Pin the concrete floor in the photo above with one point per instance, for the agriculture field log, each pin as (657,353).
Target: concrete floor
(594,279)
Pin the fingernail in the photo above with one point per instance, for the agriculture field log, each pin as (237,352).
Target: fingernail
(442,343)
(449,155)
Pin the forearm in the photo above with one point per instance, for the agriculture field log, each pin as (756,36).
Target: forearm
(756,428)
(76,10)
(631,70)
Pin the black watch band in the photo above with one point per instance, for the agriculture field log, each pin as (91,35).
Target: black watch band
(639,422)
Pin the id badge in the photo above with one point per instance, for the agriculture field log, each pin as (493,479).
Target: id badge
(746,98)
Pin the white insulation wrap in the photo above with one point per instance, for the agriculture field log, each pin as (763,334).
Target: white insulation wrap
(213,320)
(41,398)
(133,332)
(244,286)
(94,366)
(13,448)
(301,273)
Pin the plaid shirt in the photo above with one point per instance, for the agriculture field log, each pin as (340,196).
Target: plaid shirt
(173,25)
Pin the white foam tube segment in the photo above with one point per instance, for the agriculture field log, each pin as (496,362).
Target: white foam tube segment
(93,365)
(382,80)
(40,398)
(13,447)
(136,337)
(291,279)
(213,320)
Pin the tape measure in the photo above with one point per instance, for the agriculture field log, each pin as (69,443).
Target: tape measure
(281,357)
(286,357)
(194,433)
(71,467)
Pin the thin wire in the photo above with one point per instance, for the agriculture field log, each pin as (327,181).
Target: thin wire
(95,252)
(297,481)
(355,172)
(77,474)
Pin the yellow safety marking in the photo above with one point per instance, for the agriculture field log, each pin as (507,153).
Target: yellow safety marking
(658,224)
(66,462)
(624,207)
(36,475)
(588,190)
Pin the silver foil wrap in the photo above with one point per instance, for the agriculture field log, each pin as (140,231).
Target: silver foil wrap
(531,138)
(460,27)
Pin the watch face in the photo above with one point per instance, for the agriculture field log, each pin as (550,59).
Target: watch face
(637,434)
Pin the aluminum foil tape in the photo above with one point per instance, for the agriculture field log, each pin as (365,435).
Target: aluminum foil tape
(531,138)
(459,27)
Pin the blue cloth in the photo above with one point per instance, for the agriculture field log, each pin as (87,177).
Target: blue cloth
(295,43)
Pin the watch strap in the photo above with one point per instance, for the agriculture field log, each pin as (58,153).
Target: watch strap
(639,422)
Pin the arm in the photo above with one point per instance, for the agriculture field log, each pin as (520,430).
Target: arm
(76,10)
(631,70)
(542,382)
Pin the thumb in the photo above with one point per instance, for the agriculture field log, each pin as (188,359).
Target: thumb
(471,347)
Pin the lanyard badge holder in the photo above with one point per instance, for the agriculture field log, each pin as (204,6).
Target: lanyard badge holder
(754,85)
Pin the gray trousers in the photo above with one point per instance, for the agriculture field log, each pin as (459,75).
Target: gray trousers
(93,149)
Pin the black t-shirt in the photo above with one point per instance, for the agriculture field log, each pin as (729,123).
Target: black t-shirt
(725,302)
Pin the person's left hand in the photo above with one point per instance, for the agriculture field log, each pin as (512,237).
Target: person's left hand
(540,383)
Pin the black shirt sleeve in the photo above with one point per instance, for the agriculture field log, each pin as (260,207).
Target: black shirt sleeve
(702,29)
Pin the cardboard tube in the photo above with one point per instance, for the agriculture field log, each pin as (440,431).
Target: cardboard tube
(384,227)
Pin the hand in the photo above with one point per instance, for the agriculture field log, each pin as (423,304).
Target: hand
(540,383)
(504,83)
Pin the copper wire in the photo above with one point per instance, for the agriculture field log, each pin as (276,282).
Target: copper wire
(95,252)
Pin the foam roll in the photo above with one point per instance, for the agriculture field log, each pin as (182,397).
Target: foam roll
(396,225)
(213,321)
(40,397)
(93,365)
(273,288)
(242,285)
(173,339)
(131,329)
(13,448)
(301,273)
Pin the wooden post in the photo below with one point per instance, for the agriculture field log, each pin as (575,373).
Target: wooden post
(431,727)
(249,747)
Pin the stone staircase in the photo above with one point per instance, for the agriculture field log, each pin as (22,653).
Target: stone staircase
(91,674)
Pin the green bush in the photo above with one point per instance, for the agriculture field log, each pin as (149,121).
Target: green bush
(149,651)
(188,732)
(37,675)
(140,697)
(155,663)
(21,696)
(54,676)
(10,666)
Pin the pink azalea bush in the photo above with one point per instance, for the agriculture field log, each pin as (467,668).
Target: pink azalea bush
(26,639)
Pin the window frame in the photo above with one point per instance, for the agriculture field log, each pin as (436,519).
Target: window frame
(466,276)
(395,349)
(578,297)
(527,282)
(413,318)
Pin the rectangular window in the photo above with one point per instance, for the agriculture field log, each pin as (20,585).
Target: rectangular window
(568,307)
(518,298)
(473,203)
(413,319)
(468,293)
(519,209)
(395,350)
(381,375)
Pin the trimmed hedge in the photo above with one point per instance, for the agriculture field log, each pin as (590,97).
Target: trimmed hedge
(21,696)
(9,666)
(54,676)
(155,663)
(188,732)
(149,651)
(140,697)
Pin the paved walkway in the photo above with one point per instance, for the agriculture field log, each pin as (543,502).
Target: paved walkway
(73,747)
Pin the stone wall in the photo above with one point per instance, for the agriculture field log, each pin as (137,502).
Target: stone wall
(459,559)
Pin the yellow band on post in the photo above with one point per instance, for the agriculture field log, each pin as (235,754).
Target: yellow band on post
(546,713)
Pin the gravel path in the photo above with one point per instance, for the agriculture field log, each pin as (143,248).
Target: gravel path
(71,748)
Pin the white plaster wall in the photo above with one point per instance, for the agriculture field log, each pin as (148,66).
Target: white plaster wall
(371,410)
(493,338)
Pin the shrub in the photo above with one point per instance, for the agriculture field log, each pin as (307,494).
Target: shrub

::::::::

■ WHAT IS REQUIRED ■
The complete set of entries is to be restated word for word.

■ ANSWER FOR THE TASK ■
Pin the concrete floor in the photo above with one point per instance, for the agriculture field log, each pin as (657,353).
Target: concrete floor
(594,279)
Pin the fingernail in the photo above with one point per instance, for the agriculture field log, each pin as (237,352).
Target: fingernail
(442,343)
(449,155)
Pin the forearm in the photo above with one point per instance, for the agriculture field log, each pin as (756,36).
Target: forearm
(756,428)
(76,10)
(631,70)
Pin the black watch band in the photo above with one point per instance, for the agriculture field log, each pin as (91,35).
Target: black watch band
(639,422)
Pin the id badge in the photo above with one point per instance, for the agriculture field log, each pin as (493,479).
Target: id badge
(746,98)
Pin the white insulation wrap in the photo above with one point per instance, for the agriculture field log, each pin as (763,334).
Target: white insulation wrap
(213,320)
(41,398)
(133,332)
(244,286)
(94,366)
(13,448)
(301,273)
Pin the plaid shirt in the photo above with one point per instance, for the agriculture field log, each pin as (340,196).
Target: plaid shirt
(173,25)
Pin the white foam tube segment in the photo above with one point per instance, for the agriculture field log, each pin as (496,362).
Target: white foam tube segment
(93,365)
(382,80)
(40,398)
(13,447)
(136,337)
(291,279)
(213,320)
Pin the tape measure in the photo above with one point per instance, for the agriculture field log, each pin as (69,443).
Target: tape measure
(281,357)
(286,357)
(194,433)
(71,467)
Pin the thin wire in the photo above with one point per instance, for the agriculture field log, each pin as (327,181).
Target: thin wire
(95,252)
(297,481)
(355,172)
(77,474)
Pin the yellow safety marking in the photo above with one point per instance, for the agriculture field log, each pin as (507,153).
Target: yellow safety marking
(658,224)
(66,462)
(624,207)
(36,475)
(588,190)
Pin the silver foil wrap in the photo above with one point per instance, for the agriculture field log, each pin as (140,231).
Target: silver foil wrap
(531,138)
(460,27)
Pin the watch face in the photo above with one point per instance, for the agriculture field log, each pin as (550,59).
Target: watch face
(637,434)
Pin the aluminum foil tape in the photo above with one point per instance, for the agriculture field log, each pin as (365,435).
Target: aluminum foil tape
(531,138)
(459,27)
Pin the blue cloth in the photo above with one point per instance, for the agriculture field log, each pin as (87,177).
Target: blue cloth
(295,43)
Pin the watch strap in the photo above with one point per instance, for the agriculture field log, each pin as (58,153).
Target: watch strap
(639,422)
Pin the arm in the photo above with one point per instance, for the agriculture field log, each pin as (520,430).
Target: arm
(76,10)
(631,70)
(542,382)
Pin the thumb in the photo above with one point per instance, for the agriculture field log, each pin as (188,359).
Target: thumb
(471,347)
Pin the lanyard badge holder in the photo above with one point per instance, for the agriculture field log, each pin as (204,6).
Target: lanyard badge holder
(754,85)
Pin the gray trousers in the photo above with one point per instance, for the agriculture field log, each pin as (459,75).
Target: gray trousers
(93,149)
Pin the black t-shirt in the photo above with one point per instance, for the agriculture field log, each pin as (729,123).
Target: black t-shirt
(725,302)
Pin the person's left hand in the photo above with one point per instance, for the agriculture field log, each pin as (512,237).
Target: person's left hand
(540,383)
Pin the black shirt sleeve in the photo above with one point per instance, for the agriculture field log, each pin as (260,207).
Target: black shirt sleeve
(702,29)
Pin the cardboard tube in the photo above with one point per instance, for the agriculture field log, each pin as (440,431).
Target: cardboard tube
(384,227)
Pin the hand in the photo above with one point per instance, for the agriculture field log, each pin as (423,304).
Target: hand
(540,383)
(504,83)
Pin the copper wire in the photo above with one point per instance, for the agriculture field log, each pin as (276,282).
Target: copper wire
(95,252)
Pin the foam roll in the photo above with one point per instance, for the agriculture field log, each pin as (182,397).
Target: foam roll
(396,225)
(213,321)
(40,397)
(93,365)
(273,288)
(242,285)
(173,339)
(131,329)
(13,448)
(301,273)
Pin the wooden post in the photo below with one point per instance, for the agriculture field log, each pin as (575,373).
Target: wooden post
(431,727)
(249,747)
Pin the stone staircase in the photo above with one point per instance, for the agriculture field log, each pin as (22,653).
Target: stone staircase
(91,674)
Pin the green bush in the photo above with one point per instance, for the agriculture field log, each pin as (149,121).
Target: green bush
(149,651)
(188,732)
(37,675)
(140,697)
(155,663)
(21,696)
(54,676)
(10,666)
Pin the pink azalea bush in the photo above with one point per instance, for the agriculture field log, each pin as (467,668).
Target: pink azalea bush
(26,639)
Pin the window frame in the photo above with one point per instance, for the agriculture field log, each pin as (436,519).
Target: window frame
(466,276)
(395,349)
(578,297)
(527,282)
(413,318)
Pin the rectangular window in the photo above with one point per instance, for the agriculture field log, each pin as (20,585).
Target: rectangular window
(568,307)
(518,298)
(473,203)
(413,319)
(468,293)
(519,209)
(395,350)
(381,375)
Pin the trimmed hedge in the photo above with one point per instance, for the agriculture field log, each pin as (590,97).
Target: trimmed hedge
(21,696)
(9,666)
(54,676)
(155,663)
(188,732)
(149,651)
(140,697)
Pin the paved walkway in the photo above with one point per instance, for the agriculture field log, each pin as (543,502).
Target: paved walkway
(73,747)
Pin the stone wall in the photo above with one point per instance, for the agriculture field log, each pin as (137,502).
Target: stone wall
(459,559)
Pin the yellow band on post in the photo above with one point per instance, for the agriculture field log, each pin as (235,754).
Target: yellow band on post
(546,713)
Pin the gravel path in the photo above with one point per instance, for the agriculture field log, each pin as (143,248).
Target: gravel path
(71,748)
Pin the white plaster wall in the photo above with one point per instance, for the agriculture field log, each pin as (148,66).
Target: white plaster wall
(371,410)
(493,338)
Pin the shrub in the photo above with one point per instance, for the agriculture field log, each pin as (307,494).
Target: shrub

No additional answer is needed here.